What is required:
The entries below are to be repeated exactly as they stand.

(Records contained in a dataset)
--- --- ---

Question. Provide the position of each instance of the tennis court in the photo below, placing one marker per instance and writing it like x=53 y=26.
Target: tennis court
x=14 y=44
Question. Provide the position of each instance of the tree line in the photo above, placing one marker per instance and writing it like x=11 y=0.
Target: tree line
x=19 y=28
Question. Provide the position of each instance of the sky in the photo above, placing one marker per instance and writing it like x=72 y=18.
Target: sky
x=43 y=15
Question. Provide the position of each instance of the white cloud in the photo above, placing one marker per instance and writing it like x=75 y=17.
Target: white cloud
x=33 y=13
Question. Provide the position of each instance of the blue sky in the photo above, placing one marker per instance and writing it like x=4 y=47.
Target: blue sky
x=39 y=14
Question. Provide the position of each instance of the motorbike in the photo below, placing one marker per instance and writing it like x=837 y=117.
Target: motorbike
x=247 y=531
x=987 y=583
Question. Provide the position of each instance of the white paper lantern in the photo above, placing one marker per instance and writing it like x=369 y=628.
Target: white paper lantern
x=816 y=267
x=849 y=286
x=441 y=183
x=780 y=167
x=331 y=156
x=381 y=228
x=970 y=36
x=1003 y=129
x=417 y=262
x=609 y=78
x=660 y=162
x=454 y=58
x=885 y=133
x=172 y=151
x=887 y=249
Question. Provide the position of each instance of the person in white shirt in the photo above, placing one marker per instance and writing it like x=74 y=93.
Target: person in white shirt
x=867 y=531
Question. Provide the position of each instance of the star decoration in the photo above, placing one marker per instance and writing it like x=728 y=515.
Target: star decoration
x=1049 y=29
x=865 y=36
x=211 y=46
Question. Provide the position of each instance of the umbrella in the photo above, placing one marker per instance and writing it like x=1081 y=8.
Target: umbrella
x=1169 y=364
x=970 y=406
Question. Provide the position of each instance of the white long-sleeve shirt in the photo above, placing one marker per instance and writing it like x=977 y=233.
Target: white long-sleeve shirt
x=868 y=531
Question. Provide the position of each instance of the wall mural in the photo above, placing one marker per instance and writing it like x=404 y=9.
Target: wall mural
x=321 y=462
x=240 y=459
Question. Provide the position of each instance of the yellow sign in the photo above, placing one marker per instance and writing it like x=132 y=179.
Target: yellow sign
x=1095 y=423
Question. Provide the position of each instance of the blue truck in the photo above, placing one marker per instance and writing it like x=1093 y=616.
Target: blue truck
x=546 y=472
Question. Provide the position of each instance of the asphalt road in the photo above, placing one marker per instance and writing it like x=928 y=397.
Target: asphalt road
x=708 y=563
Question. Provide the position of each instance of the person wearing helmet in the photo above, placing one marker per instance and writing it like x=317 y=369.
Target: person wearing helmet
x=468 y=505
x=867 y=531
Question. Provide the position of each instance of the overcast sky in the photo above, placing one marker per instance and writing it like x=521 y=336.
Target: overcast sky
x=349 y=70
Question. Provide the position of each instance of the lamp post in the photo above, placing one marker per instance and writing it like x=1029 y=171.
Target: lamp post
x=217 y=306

--- --- ---

Result below:
Question. Provide the position of each instance of the tennis court in the photo below, placing one marker per instance and writing it like x=53 y=26.
Target: tennis court
x=14 y=44
Question. Provide the position of each instance of the tree line in the photo above, placing one marker per instance and writing it like x=11 y=0.
Target: tree line
x=19 y=28
Question. Provide the position of each instance of the sky in the photo above, placing one marker per instance and writing it like x=72 y=18.
Target: sky
x=43 y=15
Question. Provide the position of each instance of the white cloud in the photo above, placing one marker per instance and writing it like x=75 y=17.
Target: white cloud
x=33 y=13
Question. Provide the position of each instance of the blue sky in the photo above, placing one marker per instance and writing it like x=4 y=47.
Target: blue sky
x=39 y=14
Question. Provide the position of each instance of the motorbike in the photo below, placing one marker per instance and writing it like x=837 y=117.
Target: motorbike
x=247 y=531
x=987 y=583
Question. Provide the position of each instance of the white paper lantern in the photo above, placing one marker per instance and writing it like x=369 y=628.
Target: white paper lantern
x=816 y=267
x=849 y=286
x=441 y=183
x=780 y=167
x=331 y=156
x=381 y=228
x=970 y=36
x=1003 y=129
x=417 y=262
x=609 y=78
x=660 y=162
x=454 y=58
x=885 y=133
x=172 y=151
x=887 y=249
Question. Provide the position of each instance of the person in white shirt in the photo above, placing one marker per instance and writing it like x=74 y=93.
Target: person in white shirt
x=867 y=531
Question. Provide the position of each instance of the star decoration in the photo above, placing one marker per instance and writing it like x=728 y=515.
Target: star decoration
x=1049 y=29
x=865 y=36
x=211 y=46
Question. Provide the position of each instance of the umbrella in the photo above, placing one marker per instance and writing it like x=1081 y=8.
Target: umbrella
x=1169 y=364
x=970 y=406
Question. Provide the position of each instance of the white long-sleeve shirt in the photo above, placing one marker per instance and writing it like x=977 y=233.
Target: white long-sleeve shirt
x=868 y=531
Question. Provide the position of each instance of the wall mural in the photo above, placing one marker per instance and writing it like x=404 y=9.
Target: wall mural
x=321 y=462
x=240 y=459
Question. Provide the position of each instance of the yellow sign in the photo above, placing one marker per instance and writing it like x=132 y=179.
Target: yellow sign
x=1095 y=423
Question. Provide the position of each instance of the blue truck in the photo above, placing one marker per instance and writing it like x=1093 y=616.
Target: blue truck
x=546 y=472
Question. Provide the position of each instance of the asphalt road in the photo above, placing one marker per instance and writing it like x=928 y=397.
Target: asphalt road
x=708 y=563
Question. Provide the position of each instance of the person wearing helmet in the photo above, placing one marker per instance and writing it like x=317 y=369.
Target: person wearing helmet
x=468 y=505
x=867 y=531
Question. Provide the position of each instance of the overcast sky in the photo above, placing one marker per instance and writing it like x=521 y=336.
Target: overcast sky
x=349 y=70
Question. Provide the position of each instance of the lamp post in the photo above, placing one marker per instance and writing it like x=1029 y=171.
Target: lamp post
x=217 y=306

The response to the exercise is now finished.